**Work to complete**.
a. According to the review, where does Sarah Palfrey's grandson Desmond work?
b. Rewrite everything from "Sure, Ludo, whose" down to "coming to them." in the review, substituting "absurd names" for "ridiculous names".

**Given passage**.

——

Herald rating: * * * * *
The kind of film that prompts the comment that they don't make 'em like they used to, this gentle and perfectly judged English comedy showcases the talent of a great actress in the title role.
Joan Plowright, who had an excellent outing in Tea With Mussolini opposite Maggie Smith and Judi Dench, has always been the least visible of the British grandes dames, saddled with roles that kept her in a dotty dotage.
Here the 77-year-old gets her first leading role and she gobbles it up.
When Sarah Palfrey arrives in London from Scotland she has high hopes. Fleeing her daughter, who wants her in a resthome, she takes up residence in a faded Lancaster Gate hotel where she hopes she'll see more of her grandson, Desmond, who works at the British museum.
As time goes by and Desmond neither appears nor returns her phone calls, she is mortified. Having told the other residents about him, she is running out of explanations for his invisibility.
Then she meets Ludovic (aka Ludo) Meyer (Friend), a writer house-sitting in the neighbourhood. An improbable and charming friendship is born in which he offers to masquerade as the missing grandson.
The set-up may remind the viewer of Hal Ashby's Harold and Maude - it certainly reminds the film-makers, who namecheck the oddball 1971 charmer - but this story has a more conventional and less ambitious arc.
Sure, Ludo, whose opening observation to Mrs Palfrey is that they both have ridiculous names, is too good to be true. But this is the kind of movie in which too-good-to-be-true things happen. People of heart and soul are rewarded and the mean-spirited get what's coming to them.

——

(Dataset rows)
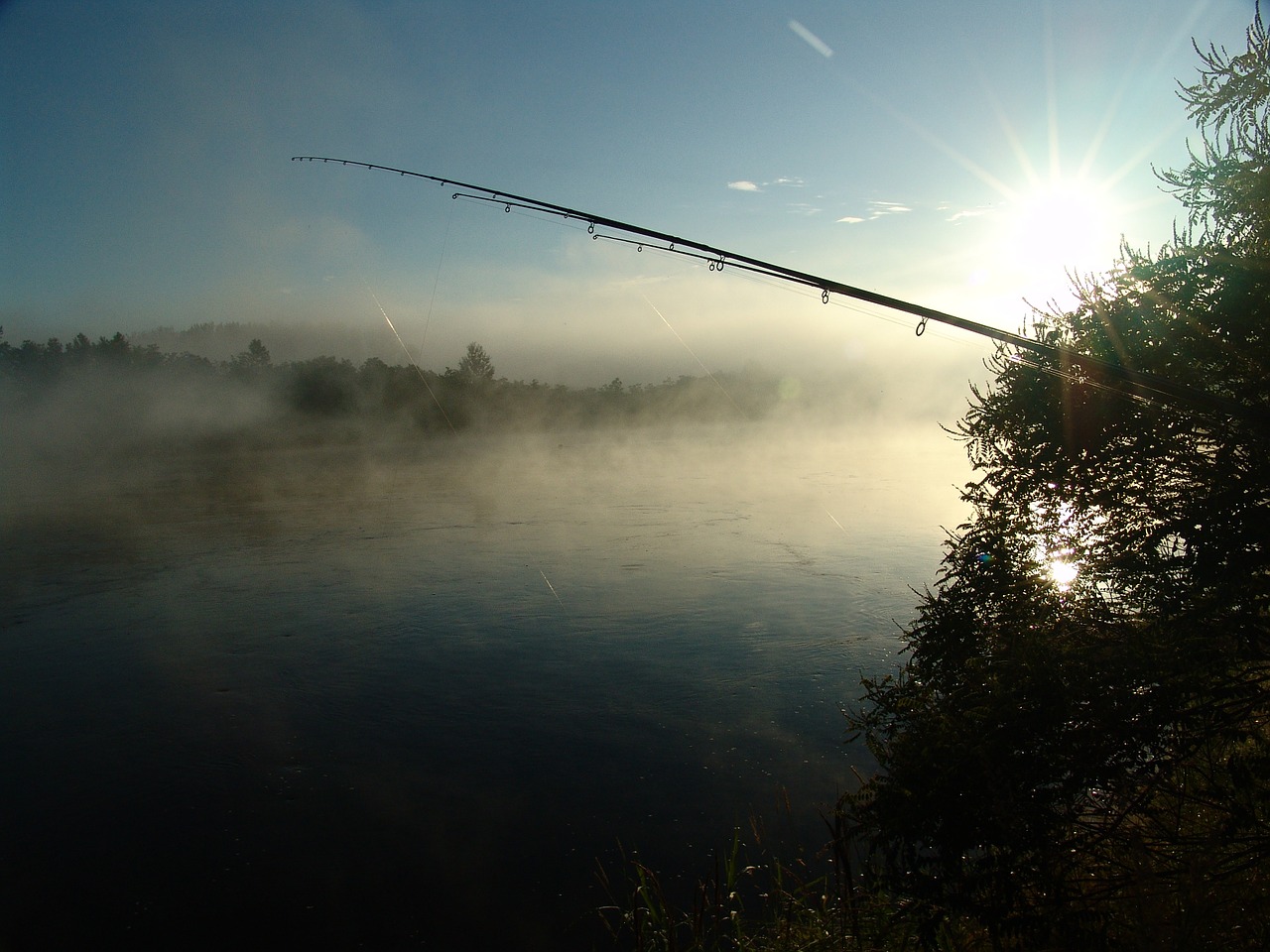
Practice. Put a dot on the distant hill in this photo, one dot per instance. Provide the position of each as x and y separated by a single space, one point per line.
285 341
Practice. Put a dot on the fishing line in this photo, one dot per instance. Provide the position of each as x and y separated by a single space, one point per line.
411 358
441 261
706 370
1061 357
552 587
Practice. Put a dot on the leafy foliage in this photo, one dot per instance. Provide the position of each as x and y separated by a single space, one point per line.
1078 751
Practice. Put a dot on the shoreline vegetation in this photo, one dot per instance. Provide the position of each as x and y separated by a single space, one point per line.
143 393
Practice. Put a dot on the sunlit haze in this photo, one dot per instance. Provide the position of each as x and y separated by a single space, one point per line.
960 158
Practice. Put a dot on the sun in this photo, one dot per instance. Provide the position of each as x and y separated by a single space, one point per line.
1058 229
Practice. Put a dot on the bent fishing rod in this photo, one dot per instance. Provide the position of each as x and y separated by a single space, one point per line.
1062 361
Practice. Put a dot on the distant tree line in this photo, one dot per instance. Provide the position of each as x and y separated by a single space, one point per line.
376 393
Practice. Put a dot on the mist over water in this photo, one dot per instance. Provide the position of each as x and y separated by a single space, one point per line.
405 692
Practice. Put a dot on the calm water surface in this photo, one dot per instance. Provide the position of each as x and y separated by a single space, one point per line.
407 698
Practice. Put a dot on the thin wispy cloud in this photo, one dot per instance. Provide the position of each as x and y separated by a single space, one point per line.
811 40
968 213
784 181
876 209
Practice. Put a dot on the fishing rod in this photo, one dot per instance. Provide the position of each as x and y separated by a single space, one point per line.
1064 359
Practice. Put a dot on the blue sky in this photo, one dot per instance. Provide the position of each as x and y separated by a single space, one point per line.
917 149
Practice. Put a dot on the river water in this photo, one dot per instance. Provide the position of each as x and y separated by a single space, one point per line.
412 697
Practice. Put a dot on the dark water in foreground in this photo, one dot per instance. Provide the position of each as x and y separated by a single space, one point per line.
399 699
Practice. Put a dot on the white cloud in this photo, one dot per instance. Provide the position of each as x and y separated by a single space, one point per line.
880 208
811 39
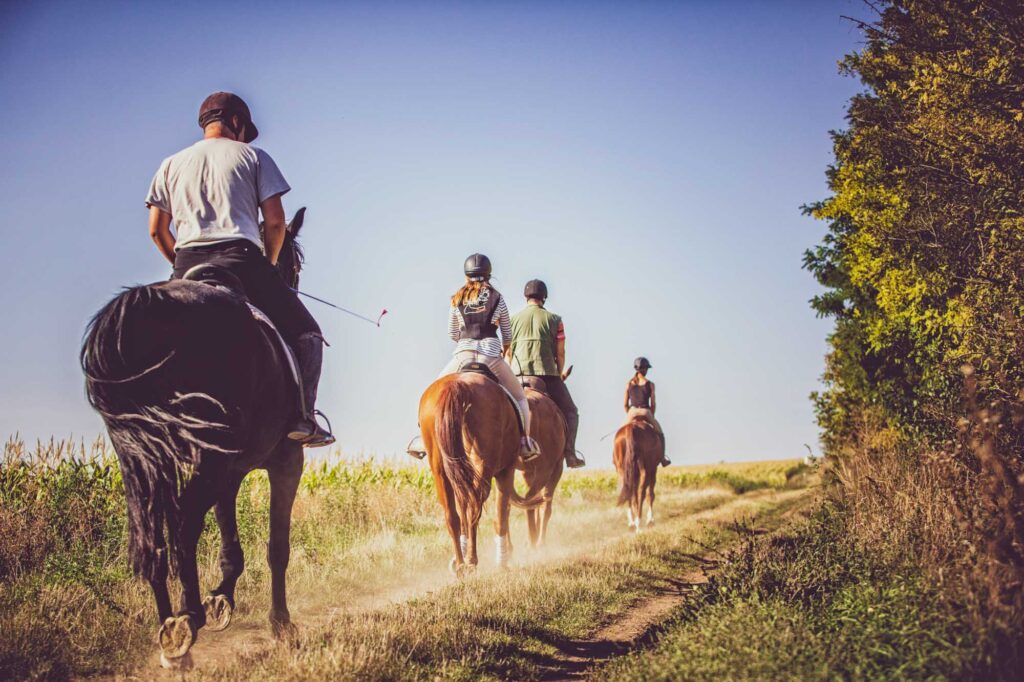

——

**Solution list**.
a. He works at the British museum.

b.
Sure, Ludo, whose opening observation to Mrs Palfrey is that they both have absurd names, is too good to be true. But this is the kind of movie in which too-good-to-be-true things happen. People of heart and soul are rewarded and the mean-spirited get what's coming to them.